Resume the noVNC description below from the point where it stops.

• [GIVEN PASSAGE]
▼

## noVNC: HTML5 VNC Client
### Description
noVNC is a VNC client implemented using HTML5 technologies,
specifically Canvas and WebSocket (supports 'wss://' encryption).
For browsers that do not have builtin WebSocket support, the project
includes [web-socket-js](http://github.com/gimite/web-socket-js),
a WebSocket emulator using Adobe Flash .
In addition, [as3crypto](http://github.com/lyokato/as3crypto_patched)
has been added to web-socket-js to implement WebSocket SSL/TLS
encryption, i.e. the "wss://" URI scheme.
Running in Chrome before and after connecting:
### Requirements
Until there is VNC server support for WebSocket connections, you need
to use a WebSocket to TCP socket proxy. There is a python proxy
included ('wsproxy'). One advantage of using the proxy is that it has
builtin support for SSL/TLS encryption (i.e. "wss://").

▲

• [DATA ENTRIES]
▼

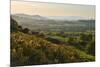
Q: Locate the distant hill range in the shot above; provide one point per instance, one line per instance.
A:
(55, 23)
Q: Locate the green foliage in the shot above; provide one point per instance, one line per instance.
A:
(90, 48)
(27, 49)
(14, 25)
(25, 30)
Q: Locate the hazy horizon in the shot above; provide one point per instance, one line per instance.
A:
(51, 9)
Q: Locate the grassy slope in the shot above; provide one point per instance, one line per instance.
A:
(27, 49)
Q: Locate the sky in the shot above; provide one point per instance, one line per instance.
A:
(52, 9)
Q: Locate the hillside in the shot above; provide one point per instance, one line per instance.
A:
(28, 49)
(40, 23)
(32, 49)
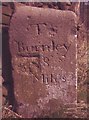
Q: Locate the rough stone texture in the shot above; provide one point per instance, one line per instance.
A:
(43, 49)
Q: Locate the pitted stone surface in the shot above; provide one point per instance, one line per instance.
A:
(43, 49)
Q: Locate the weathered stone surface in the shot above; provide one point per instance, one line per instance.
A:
(43, 48)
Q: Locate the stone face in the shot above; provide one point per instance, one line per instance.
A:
(43, 49)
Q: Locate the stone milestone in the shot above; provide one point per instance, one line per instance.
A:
(43, 49)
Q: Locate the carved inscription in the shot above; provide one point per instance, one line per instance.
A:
(40, 59)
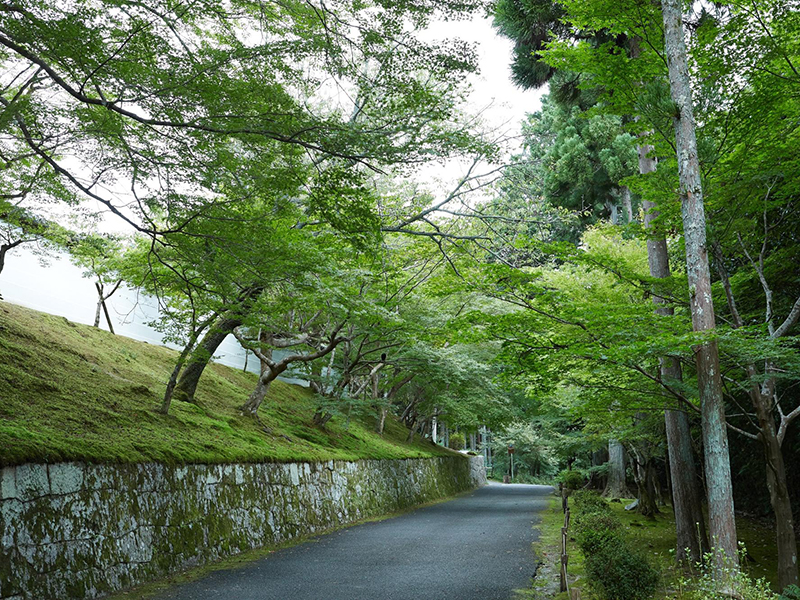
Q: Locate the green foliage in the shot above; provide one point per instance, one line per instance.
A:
(534, 459)
(572, 480)
(96, 401)
(618, 571)
(791, 592)
(456, 441)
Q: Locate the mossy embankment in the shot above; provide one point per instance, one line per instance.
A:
(74, 392)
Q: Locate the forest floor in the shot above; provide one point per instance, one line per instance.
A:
(75, 392)
(654, 538)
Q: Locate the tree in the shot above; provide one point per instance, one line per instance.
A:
(722, 525)
(100, 255)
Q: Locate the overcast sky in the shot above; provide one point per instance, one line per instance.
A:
(60, 289)
(493, 86)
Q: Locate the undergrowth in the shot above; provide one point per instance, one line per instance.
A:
(74, 392)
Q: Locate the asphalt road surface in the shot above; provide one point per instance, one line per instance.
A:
(476, 547)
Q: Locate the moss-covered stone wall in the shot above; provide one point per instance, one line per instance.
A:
(75, 530)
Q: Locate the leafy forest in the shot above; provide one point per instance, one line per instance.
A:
(617, 293)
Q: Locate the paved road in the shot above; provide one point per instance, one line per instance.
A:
(476, 547)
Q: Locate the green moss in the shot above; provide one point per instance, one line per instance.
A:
(73, 392)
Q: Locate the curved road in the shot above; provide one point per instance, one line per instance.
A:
(476, 547)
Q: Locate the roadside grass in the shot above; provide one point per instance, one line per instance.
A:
(653, 537)
(75, 392)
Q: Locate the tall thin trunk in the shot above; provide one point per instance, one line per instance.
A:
(616, 486)
(717, 457)
(627, 206)
(778, 488)
(690, 530)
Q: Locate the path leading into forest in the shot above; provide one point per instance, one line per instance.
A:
(476, 547)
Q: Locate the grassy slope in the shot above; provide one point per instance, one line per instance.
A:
(73, 392)
(656, 539)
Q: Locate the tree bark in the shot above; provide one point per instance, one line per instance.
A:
(200, 357)
(690, 530)
(616, 486)
(717, 457)
(627, 206)
(778, 489)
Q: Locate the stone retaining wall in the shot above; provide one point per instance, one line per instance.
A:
(75, 530)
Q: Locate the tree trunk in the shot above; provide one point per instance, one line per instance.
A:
(717, 458)
(616, 486)
(98, 309)
(645, 486)
(690, 529)
(599, 457)
(627, 206)
(778, 490)
(257, 396)
(187, 384)
(382, 419)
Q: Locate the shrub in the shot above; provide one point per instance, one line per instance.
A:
(572, 480)
(619, 572)
(596, 530)
(791, 592)
(456, 441)
(585, 501)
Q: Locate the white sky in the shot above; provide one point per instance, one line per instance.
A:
(60, 289)
(492, 87)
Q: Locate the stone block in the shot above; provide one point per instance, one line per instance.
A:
(8, 483)
(65, 478)
(32, 482)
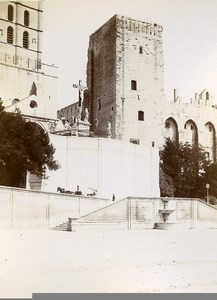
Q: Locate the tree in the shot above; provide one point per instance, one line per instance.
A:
(166, 185)
(210, 177)
(24, 146)
(186, 165)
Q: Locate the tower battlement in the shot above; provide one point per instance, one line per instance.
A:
(134, 26)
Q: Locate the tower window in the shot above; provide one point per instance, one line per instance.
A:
(26, 18)
(99, 104)
(10, 13)
(25, 39)
(10, 35)
(135, 141)
(141, 115)
(133, 85)
(33, 104)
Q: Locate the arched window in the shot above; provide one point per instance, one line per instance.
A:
(10, 35)
(25, 39)
(10, 13)
(191, 133)
(26, 18)
(171, 130)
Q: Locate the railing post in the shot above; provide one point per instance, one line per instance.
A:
(69, 225)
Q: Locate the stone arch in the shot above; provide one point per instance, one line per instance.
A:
(210, 141)
(172, 130)
(191, 133)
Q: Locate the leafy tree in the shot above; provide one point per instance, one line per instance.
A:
(24, 146)
(166, 185)
(187, 166)
(210, 177)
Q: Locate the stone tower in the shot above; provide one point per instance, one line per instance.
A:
(125, 79)
(26, 84)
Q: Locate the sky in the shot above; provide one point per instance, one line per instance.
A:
(189, 40)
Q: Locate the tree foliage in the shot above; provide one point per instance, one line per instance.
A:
(189, 169)
(24, 146)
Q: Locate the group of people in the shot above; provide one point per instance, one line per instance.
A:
(78, 192)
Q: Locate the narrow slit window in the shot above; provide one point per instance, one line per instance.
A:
(141, 115)
(133, 85)
(10, 35)
(99, 104)
(10, 13)
(26, 18)
(25, 39)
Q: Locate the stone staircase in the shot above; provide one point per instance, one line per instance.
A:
(62, 227)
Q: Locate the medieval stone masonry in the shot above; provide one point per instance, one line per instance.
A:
(125, 79)
(26, 83)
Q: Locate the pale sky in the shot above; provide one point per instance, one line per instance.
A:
(190, 40)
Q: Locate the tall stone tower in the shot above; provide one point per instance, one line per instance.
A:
(125, 79)
(26, 84)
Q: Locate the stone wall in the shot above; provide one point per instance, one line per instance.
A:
(107, 165)
(120, 51)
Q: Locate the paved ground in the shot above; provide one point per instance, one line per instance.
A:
(137, 261)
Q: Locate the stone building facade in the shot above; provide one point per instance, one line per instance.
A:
(125, 79)
(26, 83)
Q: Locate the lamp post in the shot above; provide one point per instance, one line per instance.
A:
(207, 192)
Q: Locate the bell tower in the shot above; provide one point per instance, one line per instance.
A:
(26, 83)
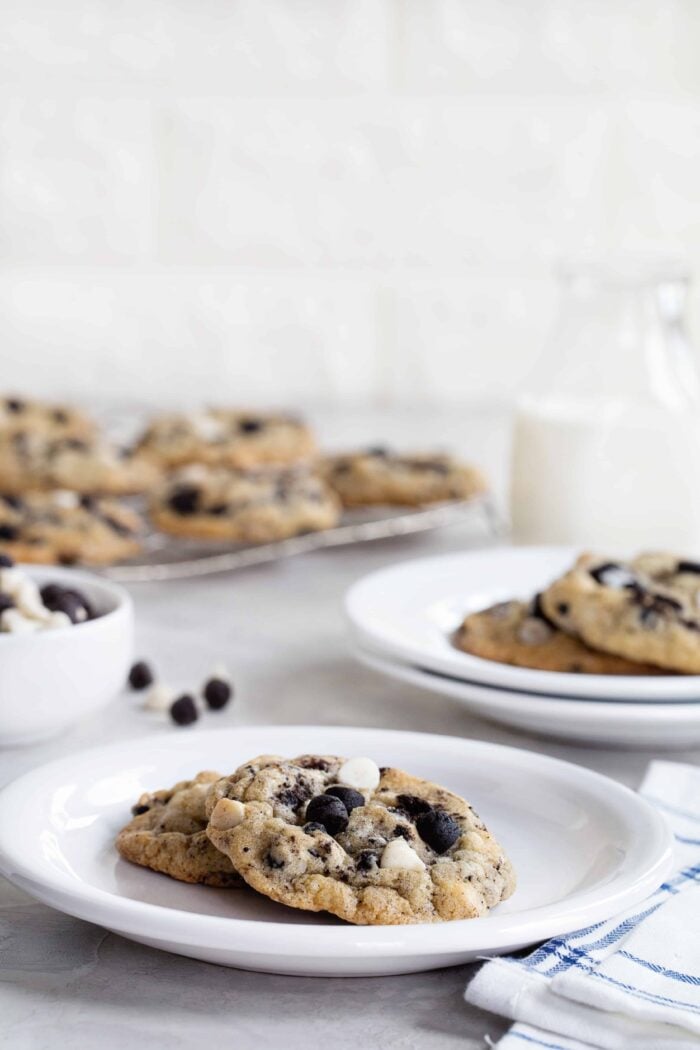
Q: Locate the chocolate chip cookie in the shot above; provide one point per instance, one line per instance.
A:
(227, 438)
(381, 477)
(168, 834)
(62, 527)
(34, 461)
(244, 506)
(50, 418)
(372, 846)
(522, 634)
(615, 607)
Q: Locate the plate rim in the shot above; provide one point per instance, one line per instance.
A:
(128, 916)
(618, 688)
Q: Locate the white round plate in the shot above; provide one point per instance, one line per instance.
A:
(584, 847)
(409, 611)
(585, 721)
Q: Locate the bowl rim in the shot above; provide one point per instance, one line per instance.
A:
(119, 595)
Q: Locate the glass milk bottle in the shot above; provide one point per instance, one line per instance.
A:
(607, 437)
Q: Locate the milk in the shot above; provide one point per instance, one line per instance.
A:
(608, 474)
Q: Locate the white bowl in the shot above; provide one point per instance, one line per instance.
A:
(48, 679)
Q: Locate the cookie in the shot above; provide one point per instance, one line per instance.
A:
(520, 633)
(227, 438)
(372, 846)
(50, 418)
(35, 461)
(380, 477)
(168, 835)
(62, 527)
(244, 506)
(614, 607)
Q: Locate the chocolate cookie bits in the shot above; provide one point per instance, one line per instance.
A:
(223, 437)
(382, 477)
(62, 527)
(244, 506)
(521, 634)
(404, 852)
(645, 609)
(167, 833)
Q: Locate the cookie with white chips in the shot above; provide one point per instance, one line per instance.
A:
(373, 846)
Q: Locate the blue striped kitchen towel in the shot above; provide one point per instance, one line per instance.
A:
(632, 983)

▲

• [ANSWER TO THE TASK]
There a few reasons why a proxy is required:
1. WebSocket is not a pure socket protocol. There is an initial HTTP
like handshake to allow easy hand-off by web servers and allow
some origin policy exchange. Also, each WebSocket frame begins
with 0 ('\x00') and ends with 255 ('\xff').
2. Javascript itself does not have the ability to handle pure byte
strings (Unicode encoding messes with it) even though you can
read them with WebSocket. The python proxy encodes the data so
that the Javascript client can base64 decode the data into an
array.
3. When using the web-socket-js as a fallback, WebSocket 'onmessage'
events may arrive out of order. In order to compensate for this
the client asks the proxy (using the initial query string) to add
sequence numbers to each packet.
### Usage
* To encrypt the traffic using the WebSocket 'wss://' URI scheme you
need to generate a certificate for the proxy to load. You can generate
a self-signed certificate using openssl. The common name should be the
hostname of the server where the proxy will be running:
`openssl req -new -x509 -days 365 -nodes -out self.pem -keyout self.pem`
* run a VNC server.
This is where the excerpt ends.